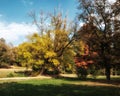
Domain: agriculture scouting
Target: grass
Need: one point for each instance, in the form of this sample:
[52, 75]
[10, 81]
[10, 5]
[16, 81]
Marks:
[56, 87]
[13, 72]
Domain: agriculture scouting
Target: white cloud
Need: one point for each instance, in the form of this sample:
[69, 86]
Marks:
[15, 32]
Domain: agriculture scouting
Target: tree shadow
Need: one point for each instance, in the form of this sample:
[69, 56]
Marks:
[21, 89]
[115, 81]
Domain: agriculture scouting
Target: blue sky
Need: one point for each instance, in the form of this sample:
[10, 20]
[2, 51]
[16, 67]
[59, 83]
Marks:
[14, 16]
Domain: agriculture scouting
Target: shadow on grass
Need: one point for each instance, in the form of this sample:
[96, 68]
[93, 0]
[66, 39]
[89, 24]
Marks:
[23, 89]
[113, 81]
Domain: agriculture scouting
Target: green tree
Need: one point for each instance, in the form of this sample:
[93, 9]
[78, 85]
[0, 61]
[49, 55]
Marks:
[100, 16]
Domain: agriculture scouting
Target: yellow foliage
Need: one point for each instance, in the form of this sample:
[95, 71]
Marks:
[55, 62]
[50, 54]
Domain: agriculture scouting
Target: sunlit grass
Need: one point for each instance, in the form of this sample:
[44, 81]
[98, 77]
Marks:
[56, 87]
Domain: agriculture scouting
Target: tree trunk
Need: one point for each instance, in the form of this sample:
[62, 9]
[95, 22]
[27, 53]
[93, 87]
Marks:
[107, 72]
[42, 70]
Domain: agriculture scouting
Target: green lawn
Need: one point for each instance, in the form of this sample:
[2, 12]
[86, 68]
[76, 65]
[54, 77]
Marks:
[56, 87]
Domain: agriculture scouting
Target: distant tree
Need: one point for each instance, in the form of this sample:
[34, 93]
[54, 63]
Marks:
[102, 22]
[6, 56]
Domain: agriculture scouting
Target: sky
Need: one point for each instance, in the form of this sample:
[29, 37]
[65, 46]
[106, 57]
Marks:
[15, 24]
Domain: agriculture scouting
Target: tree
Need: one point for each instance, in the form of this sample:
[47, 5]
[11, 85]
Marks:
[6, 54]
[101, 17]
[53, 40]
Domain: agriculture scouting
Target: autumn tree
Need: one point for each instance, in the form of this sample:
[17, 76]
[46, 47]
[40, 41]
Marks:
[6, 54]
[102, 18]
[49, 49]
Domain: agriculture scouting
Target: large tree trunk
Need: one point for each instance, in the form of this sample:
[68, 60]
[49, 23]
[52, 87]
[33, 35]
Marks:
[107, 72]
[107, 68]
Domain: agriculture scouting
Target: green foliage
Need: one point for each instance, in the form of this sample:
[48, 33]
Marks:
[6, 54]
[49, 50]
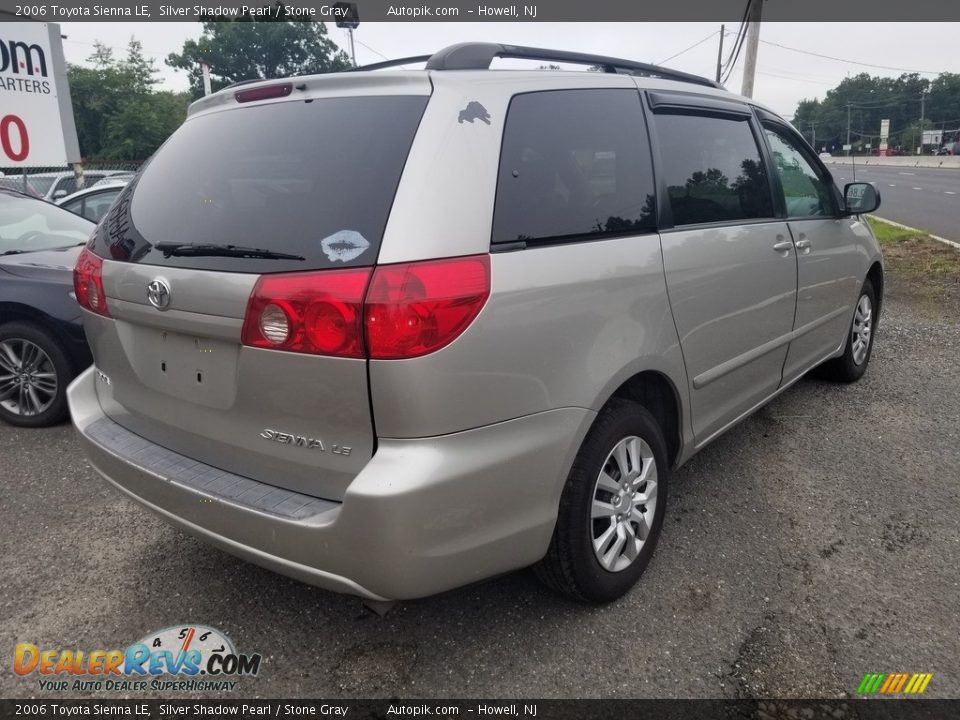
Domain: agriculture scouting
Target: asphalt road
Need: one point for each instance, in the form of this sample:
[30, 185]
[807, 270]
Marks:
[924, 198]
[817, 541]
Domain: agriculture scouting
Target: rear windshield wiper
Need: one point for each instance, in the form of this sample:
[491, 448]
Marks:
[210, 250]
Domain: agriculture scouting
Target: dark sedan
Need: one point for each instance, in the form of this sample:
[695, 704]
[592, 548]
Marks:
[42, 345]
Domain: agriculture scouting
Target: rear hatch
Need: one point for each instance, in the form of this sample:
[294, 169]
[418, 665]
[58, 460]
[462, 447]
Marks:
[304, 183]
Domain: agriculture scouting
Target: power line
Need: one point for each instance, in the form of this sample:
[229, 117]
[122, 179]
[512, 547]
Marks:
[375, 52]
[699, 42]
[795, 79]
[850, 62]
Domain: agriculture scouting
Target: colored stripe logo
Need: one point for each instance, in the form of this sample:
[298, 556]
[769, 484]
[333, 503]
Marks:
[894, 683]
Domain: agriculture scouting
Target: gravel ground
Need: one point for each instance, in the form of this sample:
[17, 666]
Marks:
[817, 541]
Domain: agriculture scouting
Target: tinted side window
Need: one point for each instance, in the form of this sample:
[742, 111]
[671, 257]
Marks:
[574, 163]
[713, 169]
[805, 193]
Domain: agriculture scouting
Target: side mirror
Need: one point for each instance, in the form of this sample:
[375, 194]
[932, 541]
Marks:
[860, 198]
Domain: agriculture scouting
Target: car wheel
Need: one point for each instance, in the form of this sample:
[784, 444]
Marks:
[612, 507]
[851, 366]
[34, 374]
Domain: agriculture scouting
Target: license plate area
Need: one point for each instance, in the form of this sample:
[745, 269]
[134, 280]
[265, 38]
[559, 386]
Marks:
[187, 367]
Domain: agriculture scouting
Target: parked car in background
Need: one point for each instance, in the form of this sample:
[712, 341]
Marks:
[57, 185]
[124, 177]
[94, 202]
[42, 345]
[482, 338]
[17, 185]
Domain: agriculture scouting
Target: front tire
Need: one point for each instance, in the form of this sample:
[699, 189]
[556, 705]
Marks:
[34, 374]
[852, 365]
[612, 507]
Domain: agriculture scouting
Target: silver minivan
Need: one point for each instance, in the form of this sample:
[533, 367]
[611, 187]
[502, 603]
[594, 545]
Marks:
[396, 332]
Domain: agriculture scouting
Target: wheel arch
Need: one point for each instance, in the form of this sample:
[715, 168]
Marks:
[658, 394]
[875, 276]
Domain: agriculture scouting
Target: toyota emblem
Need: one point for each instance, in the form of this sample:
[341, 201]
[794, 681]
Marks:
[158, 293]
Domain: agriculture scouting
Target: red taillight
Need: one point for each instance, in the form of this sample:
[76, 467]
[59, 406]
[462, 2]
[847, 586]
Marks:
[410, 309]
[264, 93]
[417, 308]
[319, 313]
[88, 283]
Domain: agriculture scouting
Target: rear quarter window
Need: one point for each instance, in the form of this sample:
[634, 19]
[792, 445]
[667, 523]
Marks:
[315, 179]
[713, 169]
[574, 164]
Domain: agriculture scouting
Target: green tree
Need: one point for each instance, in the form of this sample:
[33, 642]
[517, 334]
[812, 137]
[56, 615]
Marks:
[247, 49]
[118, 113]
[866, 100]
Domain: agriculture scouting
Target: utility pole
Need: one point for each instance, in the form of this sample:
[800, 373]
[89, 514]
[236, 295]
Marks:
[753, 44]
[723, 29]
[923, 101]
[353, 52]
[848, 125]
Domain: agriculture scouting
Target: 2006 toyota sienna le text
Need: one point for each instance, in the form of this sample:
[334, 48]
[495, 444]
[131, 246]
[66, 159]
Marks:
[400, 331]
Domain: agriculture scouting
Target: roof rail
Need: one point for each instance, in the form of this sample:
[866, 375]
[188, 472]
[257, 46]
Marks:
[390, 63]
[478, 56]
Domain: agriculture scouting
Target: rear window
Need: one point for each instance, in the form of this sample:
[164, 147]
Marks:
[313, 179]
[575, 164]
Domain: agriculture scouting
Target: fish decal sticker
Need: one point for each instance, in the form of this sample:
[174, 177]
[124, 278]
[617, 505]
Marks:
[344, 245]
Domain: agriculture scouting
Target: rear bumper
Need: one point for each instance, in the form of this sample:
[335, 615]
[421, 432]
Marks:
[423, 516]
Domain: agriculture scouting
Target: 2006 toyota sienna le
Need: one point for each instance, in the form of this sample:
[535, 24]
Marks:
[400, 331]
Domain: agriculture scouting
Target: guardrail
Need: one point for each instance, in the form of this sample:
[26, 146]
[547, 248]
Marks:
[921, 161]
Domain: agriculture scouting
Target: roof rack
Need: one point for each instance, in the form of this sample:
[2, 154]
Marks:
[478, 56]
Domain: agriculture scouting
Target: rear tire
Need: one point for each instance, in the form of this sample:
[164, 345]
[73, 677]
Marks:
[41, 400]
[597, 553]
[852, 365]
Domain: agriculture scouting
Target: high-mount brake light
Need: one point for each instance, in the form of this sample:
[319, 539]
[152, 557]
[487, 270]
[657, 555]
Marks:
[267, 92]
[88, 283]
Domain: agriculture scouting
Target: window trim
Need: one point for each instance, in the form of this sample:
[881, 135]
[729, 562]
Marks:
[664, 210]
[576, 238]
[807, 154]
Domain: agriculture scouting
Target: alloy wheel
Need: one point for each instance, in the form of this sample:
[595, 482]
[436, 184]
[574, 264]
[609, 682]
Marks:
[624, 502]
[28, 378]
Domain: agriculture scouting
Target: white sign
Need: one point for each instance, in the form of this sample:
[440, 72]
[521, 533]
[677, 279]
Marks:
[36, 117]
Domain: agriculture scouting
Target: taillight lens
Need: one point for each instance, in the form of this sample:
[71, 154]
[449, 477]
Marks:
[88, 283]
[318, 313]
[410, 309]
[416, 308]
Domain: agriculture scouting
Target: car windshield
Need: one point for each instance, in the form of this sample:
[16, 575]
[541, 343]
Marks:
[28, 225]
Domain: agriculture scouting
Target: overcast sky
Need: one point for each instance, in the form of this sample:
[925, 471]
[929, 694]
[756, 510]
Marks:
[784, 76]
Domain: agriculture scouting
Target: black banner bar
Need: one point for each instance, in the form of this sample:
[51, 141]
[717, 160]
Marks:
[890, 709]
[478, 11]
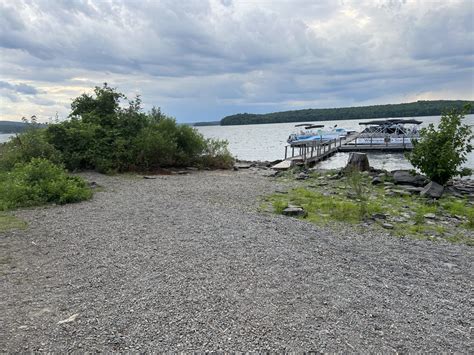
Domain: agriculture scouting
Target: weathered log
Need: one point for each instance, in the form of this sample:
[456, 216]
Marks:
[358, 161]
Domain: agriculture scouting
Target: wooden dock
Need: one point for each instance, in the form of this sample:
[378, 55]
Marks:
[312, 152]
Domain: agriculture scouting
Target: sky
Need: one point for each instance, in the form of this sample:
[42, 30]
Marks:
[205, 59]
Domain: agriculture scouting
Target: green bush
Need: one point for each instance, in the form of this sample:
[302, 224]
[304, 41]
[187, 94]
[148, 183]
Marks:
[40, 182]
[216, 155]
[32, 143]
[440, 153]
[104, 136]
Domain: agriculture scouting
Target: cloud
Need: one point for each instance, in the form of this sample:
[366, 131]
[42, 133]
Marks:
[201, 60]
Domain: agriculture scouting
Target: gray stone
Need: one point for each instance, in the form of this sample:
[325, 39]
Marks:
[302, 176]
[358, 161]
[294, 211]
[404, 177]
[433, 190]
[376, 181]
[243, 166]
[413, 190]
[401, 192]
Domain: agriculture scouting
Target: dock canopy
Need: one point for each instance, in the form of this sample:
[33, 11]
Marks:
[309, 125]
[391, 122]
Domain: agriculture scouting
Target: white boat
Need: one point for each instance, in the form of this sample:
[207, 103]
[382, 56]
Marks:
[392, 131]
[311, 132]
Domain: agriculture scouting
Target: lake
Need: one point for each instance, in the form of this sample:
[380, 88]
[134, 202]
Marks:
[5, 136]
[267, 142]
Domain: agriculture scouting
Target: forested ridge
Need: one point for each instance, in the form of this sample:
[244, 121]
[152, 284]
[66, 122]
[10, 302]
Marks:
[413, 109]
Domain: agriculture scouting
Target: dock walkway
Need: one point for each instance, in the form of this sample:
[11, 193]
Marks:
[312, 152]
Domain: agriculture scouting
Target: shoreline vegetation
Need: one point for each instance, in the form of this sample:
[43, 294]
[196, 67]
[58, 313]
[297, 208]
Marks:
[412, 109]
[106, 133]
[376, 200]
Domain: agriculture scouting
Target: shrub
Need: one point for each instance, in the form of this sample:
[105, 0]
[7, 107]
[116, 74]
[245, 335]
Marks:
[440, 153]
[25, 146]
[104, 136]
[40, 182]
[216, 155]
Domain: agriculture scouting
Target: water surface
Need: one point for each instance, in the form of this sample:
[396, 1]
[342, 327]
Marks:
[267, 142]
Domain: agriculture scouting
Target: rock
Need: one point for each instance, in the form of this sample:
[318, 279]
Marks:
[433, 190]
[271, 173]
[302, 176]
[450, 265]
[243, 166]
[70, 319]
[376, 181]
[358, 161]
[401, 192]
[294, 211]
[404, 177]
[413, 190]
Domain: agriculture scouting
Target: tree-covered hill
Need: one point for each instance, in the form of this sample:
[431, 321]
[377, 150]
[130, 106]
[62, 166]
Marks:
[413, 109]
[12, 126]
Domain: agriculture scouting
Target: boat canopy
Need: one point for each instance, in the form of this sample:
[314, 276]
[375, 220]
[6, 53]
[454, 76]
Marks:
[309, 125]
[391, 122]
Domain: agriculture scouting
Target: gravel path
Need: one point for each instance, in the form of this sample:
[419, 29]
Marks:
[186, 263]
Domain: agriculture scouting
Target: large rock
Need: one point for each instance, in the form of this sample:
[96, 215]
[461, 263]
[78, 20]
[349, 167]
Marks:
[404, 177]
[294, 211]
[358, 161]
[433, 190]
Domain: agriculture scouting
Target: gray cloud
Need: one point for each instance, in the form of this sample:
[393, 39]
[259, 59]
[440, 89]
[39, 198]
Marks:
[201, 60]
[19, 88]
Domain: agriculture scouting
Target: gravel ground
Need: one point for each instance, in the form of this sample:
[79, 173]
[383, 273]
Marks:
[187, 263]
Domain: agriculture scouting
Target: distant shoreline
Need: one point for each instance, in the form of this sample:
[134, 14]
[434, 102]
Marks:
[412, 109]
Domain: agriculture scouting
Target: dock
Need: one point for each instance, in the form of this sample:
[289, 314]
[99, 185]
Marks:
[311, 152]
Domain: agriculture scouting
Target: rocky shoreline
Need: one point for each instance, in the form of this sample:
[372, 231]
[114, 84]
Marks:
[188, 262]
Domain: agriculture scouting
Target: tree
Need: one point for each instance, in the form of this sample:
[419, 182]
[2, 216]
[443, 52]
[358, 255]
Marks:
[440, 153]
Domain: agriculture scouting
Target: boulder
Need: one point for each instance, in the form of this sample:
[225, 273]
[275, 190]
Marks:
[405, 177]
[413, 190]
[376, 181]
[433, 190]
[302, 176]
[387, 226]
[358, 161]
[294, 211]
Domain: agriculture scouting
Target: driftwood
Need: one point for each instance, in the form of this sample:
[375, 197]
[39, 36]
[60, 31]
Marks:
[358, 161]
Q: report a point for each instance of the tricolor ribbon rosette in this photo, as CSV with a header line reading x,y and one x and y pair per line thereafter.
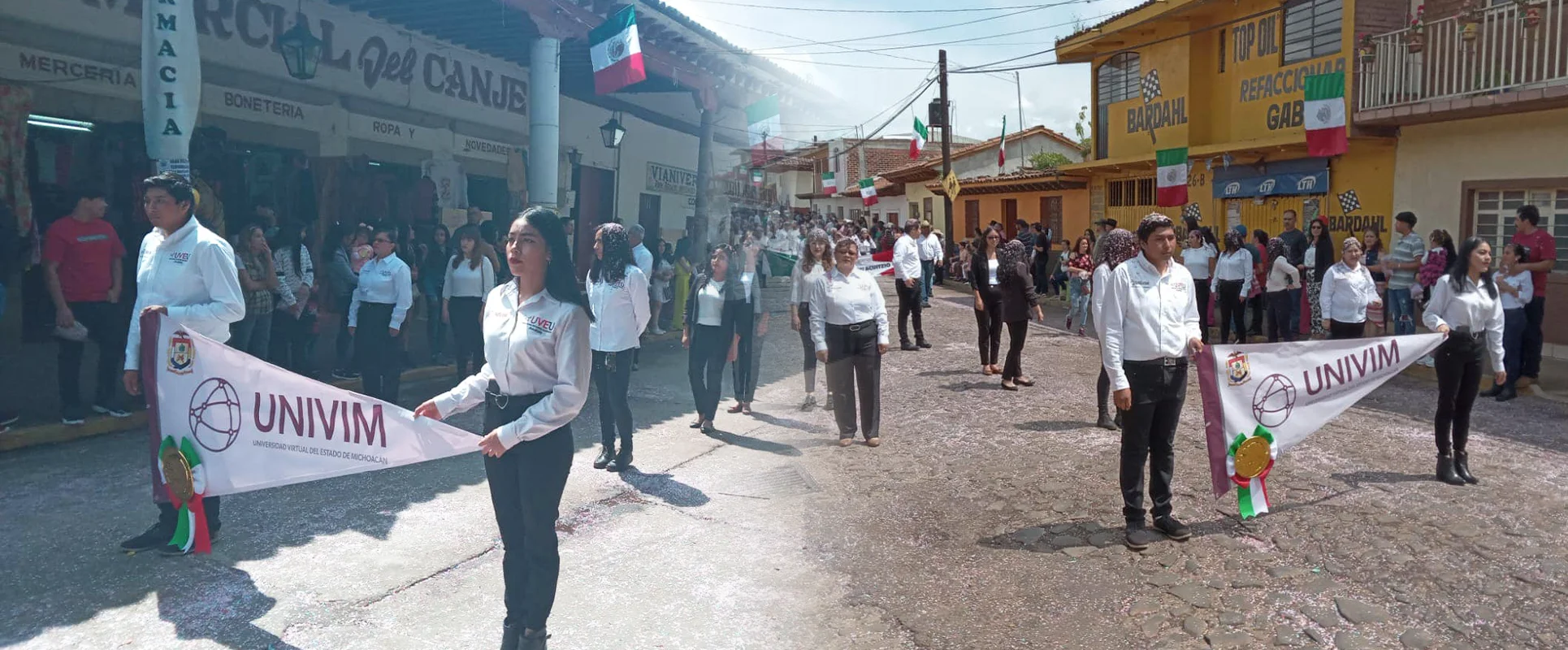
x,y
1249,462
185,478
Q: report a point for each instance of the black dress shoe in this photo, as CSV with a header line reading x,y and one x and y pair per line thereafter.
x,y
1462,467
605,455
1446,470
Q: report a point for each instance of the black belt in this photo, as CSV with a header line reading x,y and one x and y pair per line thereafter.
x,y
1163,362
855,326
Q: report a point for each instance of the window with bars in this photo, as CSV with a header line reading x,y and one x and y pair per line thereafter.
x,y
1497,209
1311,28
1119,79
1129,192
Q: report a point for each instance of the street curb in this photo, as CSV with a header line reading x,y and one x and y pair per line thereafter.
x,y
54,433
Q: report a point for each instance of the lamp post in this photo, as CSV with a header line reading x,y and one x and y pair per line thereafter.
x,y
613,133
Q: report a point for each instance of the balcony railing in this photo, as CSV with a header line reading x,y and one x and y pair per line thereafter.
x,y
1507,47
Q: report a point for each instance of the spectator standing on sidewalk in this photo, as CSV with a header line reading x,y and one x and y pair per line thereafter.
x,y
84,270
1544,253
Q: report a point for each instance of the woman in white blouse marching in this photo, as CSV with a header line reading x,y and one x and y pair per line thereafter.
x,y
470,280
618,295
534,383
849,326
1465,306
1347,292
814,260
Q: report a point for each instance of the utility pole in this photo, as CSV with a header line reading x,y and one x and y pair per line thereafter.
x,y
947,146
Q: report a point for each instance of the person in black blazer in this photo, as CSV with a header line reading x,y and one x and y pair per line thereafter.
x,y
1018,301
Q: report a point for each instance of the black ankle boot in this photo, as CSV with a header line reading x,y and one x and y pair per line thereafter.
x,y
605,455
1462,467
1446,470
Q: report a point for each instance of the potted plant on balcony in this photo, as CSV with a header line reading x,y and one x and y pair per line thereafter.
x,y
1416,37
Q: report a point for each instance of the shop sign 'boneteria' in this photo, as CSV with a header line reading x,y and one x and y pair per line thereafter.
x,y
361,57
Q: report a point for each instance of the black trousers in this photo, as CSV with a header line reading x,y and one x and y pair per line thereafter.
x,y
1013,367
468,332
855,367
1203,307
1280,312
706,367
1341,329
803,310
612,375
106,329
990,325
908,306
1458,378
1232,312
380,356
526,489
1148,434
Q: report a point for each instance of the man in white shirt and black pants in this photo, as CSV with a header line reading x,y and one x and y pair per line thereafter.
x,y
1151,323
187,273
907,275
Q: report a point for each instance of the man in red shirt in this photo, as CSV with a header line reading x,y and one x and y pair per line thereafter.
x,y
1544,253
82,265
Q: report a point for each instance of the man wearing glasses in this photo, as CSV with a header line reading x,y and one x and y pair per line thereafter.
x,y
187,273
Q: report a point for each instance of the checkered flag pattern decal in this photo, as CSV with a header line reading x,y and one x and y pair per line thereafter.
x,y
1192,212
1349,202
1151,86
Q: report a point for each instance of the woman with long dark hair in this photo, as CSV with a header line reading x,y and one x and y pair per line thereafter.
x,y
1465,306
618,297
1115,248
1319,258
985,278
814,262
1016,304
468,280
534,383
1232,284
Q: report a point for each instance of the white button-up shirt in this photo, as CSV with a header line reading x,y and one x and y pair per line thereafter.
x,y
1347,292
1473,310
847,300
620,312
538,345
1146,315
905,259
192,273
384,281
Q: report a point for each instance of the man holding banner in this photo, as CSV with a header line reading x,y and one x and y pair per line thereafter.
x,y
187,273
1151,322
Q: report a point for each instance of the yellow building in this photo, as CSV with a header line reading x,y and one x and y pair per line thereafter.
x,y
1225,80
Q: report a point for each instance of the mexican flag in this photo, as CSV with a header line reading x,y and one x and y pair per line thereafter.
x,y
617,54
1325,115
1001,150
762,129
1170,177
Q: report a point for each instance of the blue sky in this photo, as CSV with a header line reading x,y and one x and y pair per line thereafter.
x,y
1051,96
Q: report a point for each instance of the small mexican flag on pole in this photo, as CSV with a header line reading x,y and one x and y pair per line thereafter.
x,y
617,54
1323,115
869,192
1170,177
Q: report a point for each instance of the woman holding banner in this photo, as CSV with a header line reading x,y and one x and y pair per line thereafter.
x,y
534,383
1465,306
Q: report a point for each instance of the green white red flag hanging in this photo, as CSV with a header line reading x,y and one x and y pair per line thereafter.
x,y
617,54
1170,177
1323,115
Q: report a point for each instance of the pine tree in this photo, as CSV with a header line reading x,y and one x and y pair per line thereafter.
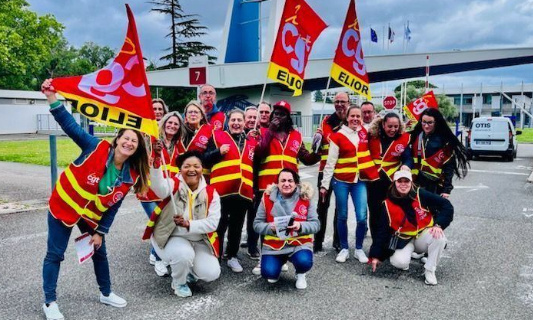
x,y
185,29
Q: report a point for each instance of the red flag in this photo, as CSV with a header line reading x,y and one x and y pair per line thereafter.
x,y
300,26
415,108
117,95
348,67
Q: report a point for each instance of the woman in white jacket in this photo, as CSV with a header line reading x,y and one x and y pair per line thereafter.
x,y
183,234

* _Requirements_
Quote, please, only the lines running from the one with "Q: report a point for each instance of the pine" down to the final line of the data above, keeping both ends and skipping the pictures.

* _Answer below_
Q: report a point for each instance of the pine tree in this photo, as CSV with a header line reading x,y and one x and y pair per line thereafter.
x,y
185,29
Q: report a point for each instance of the red flag in this photo, as CSV with a header line reading x,y and one x and y pair per line thereafter.
x,y
300,26
415,108
117,95
348,67
Q: report a point for each instance of the woman in white jacket in this photo, as CSV with a header line reading x,y and one x and y pair per line thereafter.
x,y
183,234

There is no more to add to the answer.